WHAT THE TASK ASKS:
Everything from the line containing "[indicate] window opening" through the final line of the records must be transcribed verbatim; nothing else belongs in the result.

INFORMATION GIVEN:
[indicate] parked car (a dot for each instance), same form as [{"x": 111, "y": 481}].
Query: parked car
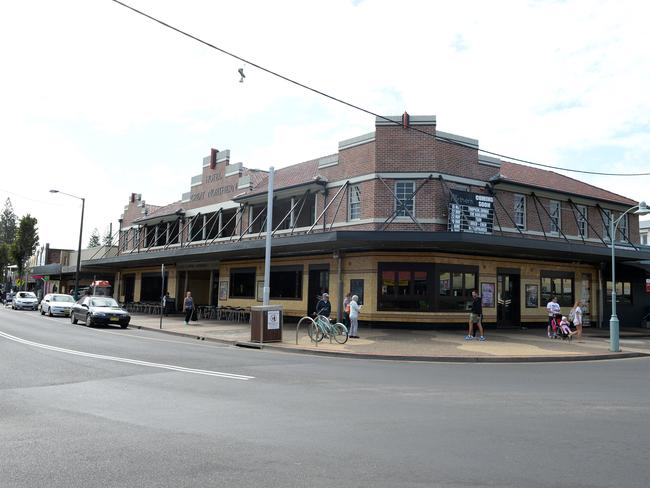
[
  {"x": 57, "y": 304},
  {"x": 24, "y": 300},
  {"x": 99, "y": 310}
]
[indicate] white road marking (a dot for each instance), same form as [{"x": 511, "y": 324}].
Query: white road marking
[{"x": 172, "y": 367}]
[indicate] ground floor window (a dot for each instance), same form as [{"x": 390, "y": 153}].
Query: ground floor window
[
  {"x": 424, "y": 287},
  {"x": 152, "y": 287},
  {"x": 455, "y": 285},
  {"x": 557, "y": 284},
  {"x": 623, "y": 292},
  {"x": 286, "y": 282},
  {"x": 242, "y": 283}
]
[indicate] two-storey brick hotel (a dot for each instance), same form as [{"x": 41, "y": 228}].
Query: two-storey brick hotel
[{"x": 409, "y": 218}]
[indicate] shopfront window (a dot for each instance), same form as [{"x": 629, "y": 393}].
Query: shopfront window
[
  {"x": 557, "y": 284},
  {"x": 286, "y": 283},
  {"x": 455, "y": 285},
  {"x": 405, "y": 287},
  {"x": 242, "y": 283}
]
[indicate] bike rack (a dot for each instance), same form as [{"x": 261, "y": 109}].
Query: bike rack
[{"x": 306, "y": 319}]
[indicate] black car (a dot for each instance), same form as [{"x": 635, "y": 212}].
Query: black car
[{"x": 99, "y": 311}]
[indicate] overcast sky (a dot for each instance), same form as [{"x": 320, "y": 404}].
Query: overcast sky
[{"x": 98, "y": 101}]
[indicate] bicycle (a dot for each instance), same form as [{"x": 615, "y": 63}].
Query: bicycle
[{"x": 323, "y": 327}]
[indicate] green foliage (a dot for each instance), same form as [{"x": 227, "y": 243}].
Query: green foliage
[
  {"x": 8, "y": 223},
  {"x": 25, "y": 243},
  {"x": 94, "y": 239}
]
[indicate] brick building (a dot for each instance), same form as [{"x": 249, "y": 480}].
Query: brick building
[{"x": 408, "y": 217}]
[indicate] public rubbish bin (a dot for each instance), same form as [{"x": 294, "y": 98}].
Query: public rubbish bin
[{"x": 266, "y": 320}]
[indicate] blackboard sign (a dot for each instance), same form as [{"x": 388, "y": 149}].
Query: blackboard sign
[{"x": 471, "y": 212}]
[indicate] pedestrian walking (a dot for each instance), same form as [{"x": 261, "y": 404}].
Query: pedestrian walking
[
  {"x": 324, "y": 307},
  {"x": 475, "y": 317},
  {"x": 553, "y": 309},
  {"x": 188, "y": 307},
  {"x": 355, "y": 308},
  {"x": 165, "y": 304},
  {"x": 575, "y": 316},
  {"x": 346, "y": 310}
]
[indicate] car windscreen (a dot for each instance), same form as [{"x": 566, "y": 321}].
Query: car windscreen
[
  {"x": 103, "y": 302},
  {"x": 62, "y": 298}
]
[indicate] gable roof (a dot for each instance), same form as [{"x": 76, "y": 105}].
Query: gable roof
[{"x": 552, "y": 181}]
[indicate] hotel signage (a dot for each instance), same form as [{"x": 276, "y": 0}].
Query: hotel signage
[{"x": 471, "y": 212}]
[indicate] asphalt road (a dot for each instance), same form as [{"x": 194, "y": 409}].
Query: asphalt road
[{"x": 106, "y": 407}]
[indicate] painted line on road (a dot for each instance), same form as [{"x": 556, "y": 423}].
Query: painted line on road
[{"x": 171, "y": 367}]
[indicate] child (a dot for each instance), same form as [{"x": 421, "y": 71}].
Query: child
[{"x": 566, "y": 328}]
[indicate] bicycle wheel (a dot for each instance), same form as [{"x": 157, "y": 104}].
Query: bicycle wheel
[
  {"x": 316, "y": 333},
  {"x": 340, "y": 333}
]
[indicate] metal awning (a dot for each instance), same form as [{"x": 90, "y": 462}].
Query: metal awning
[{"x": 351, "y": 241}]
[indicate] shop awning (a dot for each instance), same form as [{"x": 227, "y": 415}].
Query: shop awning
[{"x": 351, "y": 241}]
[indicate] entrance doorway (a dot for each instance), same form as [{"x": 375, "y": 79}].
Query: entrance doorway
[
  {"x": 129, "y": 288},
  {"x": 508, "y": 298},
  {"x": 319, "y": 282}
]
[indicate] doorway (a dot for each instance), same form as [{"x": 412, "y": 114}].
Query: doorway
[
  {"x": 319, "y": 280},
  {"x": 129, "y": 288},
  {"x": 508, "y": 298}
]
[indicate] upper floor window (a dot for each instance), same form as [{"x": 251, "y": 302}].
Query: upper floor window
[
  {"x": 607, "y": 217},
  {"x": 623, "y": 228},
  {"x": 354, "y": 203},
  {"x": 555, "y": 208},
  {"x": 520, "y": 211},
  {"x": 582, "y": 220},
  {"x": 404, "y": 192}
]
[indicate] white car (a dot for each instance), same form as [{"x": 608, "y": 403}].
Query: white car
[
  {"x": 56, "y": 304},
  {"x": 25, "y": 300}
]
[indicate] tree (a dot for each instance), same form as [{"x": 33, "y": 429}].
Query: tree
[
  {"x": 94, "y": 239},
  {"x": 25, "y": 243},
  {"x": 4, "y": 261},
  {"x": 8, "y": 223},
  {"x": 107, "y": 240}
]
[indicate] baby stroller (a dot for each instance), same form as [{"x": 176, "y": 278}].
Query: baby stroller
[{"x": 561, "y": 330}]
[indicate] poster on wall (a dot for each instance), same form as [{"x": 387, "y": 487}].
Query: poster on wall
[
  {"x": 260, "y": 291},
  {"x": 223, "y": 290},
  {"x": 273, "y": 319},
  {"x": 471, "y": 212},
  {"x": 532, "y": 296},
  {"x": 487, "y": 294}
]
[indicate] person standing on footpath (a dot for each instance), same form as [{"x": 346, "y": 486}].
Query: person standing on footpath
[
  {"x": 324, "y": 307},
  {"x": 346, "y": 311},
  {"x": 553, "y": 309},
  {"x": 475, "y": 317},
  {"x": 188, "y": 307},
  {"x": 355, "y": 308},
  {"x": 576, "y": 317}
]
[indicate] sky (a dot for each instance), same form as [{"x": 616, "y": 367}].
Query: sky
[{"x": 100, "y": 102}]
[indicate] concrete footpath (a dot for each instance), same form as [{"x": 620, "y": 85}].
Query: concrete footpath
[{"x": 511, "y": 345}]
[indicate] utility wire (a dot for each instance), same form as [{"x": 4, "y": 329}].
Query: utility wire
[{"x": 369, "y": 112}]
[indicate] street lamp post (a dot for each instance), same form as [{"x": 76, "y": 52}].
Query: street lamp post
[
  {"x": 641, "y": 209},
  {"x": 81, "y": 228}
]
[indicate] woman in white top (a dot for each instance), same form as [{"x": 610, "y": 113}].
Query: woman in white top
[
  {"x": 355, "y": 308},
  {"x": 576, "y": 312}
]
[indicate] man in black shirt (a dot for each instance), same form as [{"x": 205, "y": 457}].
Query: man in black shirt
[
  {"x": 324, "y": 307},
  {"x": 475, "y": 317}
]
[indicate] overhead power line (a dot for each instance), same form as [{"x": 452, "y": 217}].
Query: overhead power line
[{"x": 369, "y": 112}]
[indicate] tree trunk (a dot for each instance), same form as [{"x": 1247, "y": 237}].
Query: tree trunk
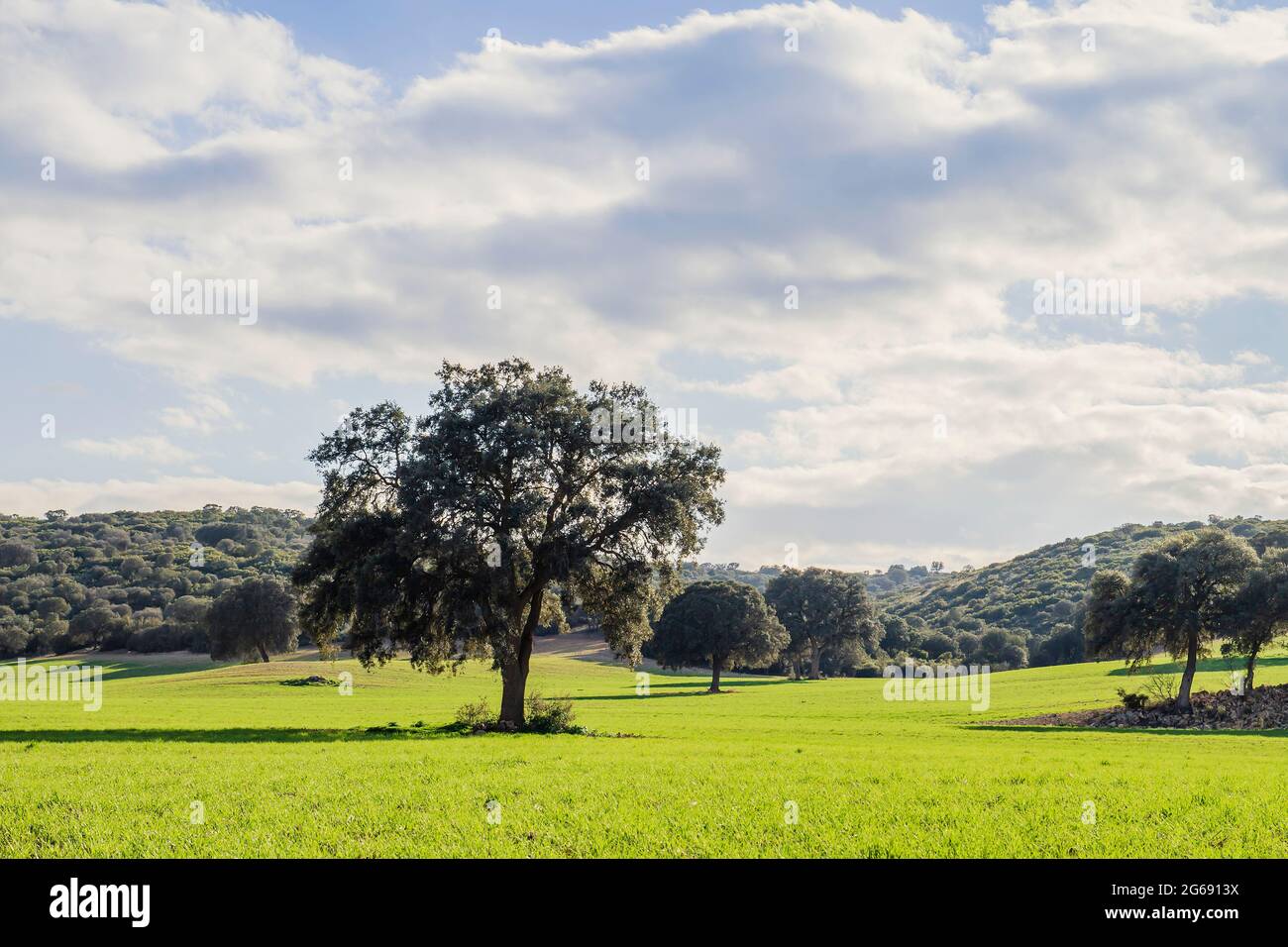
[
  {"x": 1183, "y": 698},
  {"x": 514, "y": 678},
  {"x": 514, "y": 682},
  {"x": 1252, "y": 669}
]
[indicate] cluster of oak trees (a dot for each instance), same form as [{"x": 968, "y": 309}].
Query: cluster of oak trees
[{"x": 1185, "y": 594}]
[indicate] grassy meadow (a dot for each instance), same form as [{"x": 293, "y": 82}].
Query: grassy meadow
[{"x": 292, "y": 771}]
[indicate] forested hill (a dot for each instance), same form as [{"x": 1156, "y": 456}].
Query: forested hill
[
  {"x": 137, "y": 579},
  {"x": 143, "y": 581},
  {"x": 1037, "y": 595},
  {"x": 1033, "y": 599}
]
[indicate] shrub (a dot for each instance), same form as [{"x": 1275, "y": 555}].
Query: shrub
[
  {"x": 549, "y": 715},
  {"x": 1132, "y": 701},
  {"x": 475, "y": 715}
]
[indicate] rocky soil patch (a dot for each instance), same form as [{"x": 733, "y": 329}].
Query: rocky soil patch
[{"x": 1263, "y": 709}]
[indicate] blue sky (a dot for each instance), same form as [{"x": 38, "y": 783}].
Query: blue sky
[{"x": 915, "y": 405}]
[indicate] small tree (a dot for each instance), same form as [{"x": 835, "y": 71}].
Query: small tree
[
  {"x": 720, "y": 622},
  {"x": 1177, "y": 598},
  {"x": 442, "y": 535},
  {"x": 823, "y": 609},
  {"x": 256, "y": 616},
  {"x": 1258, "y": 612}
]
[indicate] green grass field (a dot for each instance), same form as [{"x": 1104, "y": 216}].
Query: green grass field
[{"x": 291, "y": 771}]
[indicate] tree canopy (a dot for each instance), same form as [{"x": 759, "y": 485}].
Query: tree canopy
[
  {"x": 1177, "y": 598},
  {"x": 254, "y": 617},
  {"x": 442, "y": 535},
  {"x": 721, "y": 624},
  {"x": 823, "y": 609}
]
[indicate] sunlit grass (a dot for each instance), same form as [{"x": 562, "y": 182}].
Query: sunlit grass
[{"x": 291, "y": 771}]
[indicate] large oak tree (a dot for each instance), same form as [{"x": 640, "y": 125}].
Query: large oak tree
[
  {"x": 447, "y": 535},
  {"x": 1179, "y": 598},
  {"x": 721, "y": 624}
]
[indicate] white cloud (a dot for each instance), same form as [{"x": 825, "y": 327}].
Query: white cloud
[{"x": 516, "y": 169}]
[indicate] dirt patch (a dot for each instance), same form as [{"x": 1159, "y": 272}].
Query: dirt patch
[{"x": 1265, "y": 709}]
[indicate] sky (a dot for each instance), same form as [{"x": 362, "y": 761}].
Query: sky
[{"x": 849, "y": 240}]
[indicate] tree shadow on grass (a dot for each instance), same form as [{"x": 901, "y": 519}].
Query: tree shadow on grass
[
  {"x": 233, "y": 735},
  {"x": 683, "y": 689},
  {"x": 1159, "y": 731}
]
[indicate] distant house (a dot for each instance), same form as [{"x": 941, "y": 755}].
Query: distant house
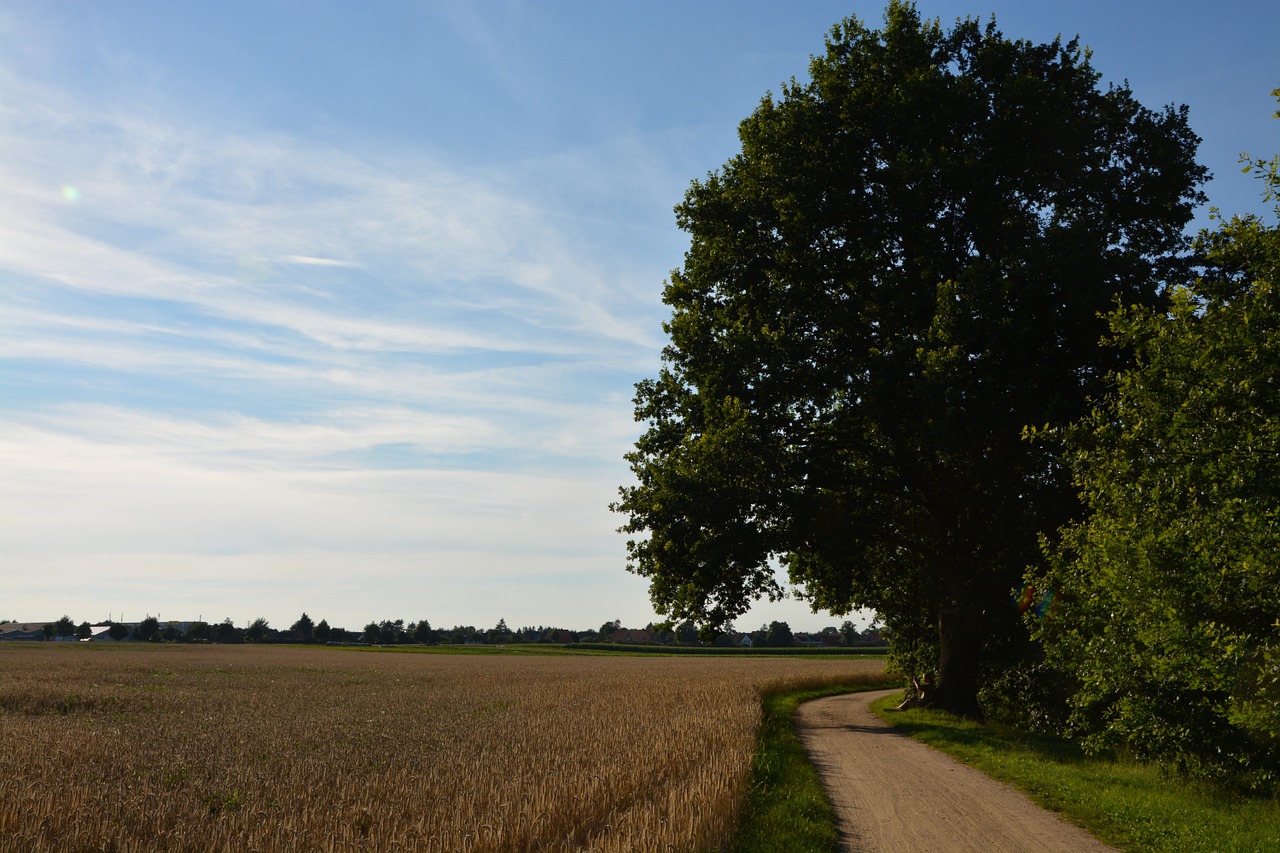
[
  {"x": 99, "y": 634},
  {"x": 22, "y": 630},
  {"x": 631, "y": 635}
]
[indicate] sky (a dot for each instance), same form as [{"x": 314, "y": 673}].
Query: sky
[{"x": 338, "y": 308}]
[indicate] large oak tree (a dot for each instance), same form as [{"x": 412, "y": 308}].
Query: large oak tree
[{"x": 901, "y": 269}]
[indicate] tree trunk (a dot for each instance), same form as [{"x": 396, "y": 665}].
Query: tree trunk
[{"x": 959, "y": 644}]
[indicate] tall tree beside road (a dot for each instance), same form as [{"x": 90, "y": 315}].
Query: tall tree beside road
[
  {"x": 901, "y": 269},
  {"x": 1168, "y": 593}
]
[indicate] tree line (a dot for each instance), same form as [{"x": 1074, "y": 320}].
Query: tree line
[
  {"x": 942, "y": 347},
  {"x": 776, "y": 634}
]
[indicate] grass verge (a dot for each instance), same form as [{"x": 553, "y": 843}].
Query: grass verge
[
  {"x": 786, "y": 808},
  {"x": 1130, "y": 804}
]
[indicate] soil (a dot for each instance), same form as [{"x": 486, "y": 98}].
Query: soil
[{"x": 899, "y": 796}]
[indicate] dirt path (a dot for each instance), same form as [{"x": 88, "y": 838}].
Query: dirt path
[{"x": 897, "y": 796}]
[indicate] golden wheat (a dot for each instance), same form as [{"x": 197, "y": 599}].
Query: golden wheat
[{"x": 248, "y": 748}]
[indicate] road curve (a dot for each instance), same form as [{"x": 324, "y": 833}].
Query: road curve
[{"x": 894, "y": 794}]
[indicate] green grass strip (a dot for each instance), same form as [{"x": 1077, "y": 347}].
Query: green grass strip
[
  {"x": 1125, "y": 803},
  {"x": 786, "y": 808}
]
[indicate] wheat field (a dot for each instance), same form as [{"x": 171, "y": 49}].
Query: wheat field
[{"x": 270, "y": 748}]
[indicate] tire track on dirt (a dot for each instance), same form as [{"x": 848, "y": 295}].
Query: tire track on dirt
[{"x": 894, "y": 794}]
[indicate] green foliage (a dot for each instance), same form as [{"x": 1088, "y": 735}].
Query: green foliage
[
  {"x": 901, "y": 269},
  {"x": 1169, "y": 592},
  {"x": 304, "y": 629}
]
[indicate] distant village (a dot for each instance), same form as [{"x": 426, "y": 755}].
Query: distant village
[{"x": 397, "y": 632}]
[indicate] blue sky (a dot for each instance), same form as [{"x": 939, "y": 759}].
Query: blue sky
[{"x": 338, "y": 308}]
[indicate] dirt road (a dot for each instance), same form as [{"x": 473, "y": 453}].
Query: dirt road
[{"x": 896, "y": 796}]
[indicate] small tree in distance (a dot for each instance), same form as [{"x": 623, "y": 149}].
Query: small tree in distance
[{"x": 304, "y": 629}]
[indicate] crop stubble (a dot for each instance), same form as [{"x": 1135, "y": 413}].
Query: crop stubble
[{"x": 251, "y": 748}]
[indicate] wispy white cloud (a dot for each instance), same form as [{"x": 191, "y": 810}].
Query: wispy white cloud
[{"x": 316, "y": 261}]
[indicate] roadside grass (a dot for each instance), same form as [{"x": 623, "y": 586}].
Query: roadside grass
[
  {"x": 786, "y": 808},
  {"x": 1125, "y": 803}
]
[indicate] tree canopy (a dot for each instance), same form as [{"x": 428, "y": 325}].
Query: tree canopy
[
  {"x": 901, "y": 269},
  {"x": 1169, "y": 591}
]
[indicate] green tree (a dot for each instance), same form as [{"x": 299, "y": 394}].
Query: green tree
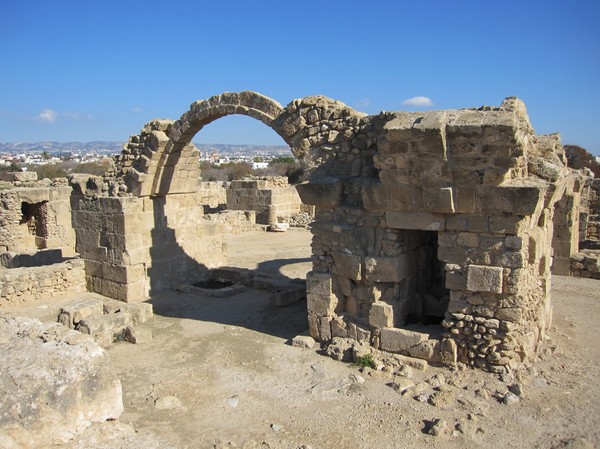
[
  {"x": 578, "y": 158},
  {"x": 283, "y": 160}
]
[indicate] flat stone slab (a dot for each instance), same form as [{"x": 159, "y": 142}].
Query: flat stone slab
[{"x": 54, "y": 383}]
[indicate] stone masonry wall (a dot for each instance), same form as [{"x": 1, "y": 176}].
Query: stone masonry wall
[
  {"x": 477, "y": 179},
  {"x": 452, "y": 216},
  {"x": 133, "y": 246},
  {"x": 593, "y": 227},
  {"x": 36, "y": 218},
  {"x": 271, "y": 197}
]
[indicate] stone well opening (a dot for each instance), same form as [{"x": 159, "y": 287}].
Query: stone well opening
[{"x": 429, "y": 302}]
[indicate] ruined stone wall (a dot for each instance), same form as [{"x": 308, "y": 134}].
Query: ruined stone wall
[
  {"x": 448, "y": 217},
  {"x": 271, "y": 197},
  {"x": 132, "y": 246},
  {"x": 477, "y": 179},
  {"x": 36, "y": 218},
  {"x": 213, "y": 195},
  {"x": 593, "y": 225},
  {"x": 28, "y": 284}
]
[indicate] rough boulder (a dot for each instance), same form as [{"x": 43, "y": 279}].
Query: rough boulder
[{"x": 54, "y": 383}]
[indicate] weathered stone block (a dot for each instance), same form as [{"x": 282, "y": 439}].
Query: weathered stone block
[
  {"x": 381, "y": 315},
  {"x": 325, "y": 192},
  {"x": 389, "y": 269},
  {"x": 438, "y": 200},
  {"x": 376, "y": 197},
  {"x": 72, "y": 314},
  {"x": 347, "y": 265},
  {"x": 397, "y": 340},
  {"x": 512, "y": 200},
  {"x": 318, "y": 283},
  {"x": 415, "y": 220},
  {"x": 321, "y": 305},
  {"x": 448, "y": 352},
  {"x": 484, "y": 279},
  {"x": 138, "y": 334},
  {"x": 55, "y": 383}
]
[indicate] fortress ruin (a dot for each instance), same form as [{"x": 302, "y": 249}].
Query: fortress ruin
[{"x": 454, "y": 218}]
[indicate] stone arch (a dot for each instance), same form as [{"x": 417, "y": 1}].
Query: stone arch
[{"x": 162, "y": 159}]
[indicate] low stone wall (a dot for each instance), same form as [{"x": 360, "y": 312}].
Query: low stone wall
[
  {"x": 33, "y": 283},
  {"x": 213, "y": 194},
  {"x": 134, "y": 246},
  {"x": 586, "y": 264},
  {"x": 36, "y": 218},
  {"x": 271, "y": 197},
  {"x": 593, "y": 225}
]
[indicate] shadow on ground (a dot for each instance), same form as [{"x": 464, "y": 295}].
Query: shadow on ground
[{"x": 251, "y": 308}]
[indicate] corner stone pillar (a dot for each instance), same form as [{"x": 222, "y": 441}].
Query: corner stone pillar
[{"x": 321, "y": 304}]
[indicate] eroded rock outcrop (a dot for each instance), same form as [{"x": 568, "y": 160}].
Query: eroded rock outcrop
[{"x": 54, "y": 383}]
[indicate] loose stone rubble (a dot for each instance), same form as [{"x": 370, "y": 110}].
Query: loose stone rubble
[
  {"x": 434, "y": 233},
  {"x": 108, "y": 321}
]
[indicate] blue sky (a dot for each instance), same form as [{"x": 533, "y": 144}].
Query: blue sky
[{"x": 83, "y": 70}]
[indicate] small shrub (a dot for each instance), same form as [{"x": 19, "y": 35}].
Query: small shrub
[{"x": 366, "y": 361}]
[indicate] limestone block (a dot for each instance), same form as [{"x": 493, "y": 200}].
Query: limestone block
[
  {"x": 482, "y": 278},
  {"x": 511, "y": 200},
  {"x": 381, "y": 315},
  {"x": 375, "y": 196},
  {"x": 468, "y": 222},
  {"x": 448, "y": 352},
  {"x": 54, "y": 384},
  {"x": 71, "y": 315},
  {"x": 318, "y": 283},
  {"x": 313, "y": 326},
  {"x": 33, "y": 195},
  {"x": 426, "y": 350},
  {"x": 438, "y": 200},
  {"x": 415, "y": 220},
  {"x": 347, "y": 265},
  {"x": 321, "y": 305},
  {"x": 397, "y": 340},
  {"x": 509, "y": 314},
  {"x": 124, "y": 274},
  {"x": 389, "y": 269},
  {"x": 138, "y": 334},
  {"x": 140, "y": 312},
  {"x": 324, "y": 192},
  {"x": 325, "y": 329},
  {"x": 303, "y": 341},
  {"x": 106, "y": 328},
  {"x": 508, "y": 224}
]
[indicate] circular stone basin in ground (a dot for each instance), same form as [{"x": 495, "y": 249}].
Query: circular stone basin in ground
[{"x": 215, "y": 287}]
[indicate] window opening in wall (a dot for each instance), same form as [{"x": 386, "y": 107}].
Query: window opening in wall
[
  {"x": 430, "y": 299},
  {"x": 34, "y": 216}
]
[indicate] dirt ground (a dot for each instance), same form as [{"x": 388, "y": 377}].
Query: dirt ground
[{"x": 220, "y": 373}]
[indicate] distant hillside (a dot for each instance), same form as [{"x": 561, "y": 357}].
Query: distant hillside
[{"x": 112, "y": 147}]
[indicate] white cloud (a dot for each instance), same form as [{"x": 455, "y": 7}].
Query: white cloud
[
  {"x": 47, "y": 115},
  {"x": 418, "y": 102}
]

FINISHED TASK:
[indicate] window opening in wall (a dot for each instance), same form as [{"x": 386, "y": 107}].
Query: window opening in wall
[
  {"x": 430, "y": 299},
  {"x": 34, "y": 216}
]
[indicate] dirt ground (a dot for each instance), same form as [{"x": 388, "y": 377}].
Query: dirt ground
[{"x": 220, "y": 373}]
[indicate] distant hillside (a dot for each instance), same form as [{"x": 561, "y": 357}].
Query: distant hillside
[{"x": 112, "y": 147}]
[indicate] white cloud (a dot for each instance), same form as [{"x": 455, "y": 7}].
Query: white cloud
[
  {"x": 47, "y": 115},
  {"x": 418, "y": 102}
]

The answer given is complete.